• Given problem: Rescale the items below, starting at the line containing "Would you mind pointing out the white baseboard" and continuing through the end of the items. Reproduce only those lines, requests included, and multiply every coordinate in the answers by 0.65, rounding each result to a whole number with halves rounded up.

• Records:
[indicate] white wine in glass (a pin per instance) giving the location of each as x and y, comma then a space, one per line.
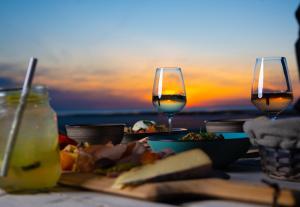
168, 94
271, 88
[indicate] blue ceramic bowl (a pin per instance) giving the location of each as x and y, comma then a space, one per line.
221, 152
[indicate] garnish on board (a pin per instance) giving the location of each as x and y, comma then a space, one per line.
109, 160
146, 126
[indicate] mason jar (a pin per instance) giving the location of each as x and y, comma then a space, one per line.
35, 161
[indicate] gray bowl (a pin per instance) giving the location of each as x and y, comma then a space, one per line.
96, 134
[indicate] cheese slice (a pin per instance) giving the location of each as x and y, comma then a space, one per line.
189, 164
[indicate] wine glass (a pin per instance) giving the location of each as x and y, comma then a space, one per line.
271, 87
168, 94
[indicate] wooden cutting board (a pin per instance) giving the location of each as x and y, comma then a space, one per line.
211, 187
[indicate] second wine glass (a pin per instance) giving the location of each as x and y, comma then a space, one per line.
271, 88
168, 94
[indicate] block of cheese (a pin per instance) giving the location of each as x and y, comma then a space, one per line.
186, 165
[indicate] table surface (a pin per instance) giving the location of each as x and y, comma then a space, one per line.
247, 170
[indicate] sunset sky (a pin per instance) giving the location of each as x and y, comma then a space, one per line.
100, 54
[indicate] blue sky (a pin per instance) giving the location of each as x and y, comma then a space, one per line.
109, 49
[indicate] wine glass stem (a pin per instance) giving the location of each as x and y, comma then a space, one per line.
170, 117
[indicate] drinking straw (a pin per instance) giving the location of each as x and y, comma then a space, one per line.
18, 117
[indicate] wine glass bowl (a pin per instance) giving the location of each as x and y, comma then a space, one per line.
168, 95
271, 87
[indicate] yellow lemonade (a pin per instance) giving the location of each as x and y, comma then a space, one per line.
34, 162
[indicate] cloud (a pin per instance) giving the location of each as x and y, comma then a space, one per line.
101, 100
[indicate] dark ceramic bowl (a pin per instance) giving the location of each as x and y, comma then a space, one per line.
222, 152
129, 137
96, 134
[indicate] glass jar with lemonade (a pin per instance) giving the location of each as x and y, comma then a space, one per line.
34, 162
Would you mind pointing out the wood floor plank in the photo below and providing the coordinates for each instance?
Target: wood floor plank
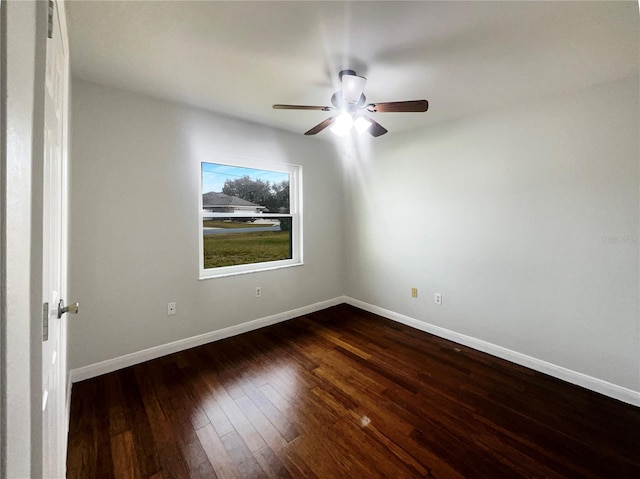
(343, 393)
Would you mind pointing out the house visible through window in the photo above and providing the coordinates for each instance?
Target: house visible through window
(250, 217)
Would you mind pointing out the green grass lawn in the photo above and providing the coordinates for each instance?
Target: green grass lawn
(231, 224)
(245, 248)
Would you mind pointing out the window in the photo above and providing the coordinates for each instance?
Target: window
(250, 217)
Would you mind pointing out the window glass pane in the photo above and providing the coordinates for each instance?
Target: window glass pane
(235, 189)
(246, 216)
(235, 241)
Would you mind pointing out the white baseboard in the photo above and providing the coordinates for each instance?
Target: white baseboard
(594, 384)
(110, 365)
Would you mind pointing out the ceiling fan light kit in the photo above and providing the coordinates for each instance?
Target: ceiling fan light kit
(350, 101)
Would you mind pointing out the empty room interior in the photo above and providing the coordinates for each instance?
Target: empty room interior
(448, 287)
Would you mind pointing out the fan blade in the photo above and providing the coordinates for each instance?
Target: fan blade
(399, 106)
(321, 126)
(302, 107)
(376, 129)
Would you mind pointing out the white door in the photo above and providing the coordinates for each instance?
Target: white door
(54, 249)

• Solution for this task:
Would you mind pointing out the white baseboard in the photo above and providing the coordinates for each instance?
Target: white baseboard
(386, 250)
(72, 237)
Would you mind pointing out the ceiling fan light kit in the photo above and providing the coordinates for each instance?
Target: ceiling fan light kit
(228, 66)
Would you mind pointing out the empty room interior in the photo above and providing the coordinates for each instance?
Target: empty room interior
(291, 187)
Would you mind pointing out the fan blade in the photo above and providing the coordinates for each instance?
Target: fan blade
(259, 69)
(209, 82)
(196, 70)
(244, 84)
Would you mind pointing out the white door in the photo above and providing the coordinates for each instance?
Target: white door
(35, 162)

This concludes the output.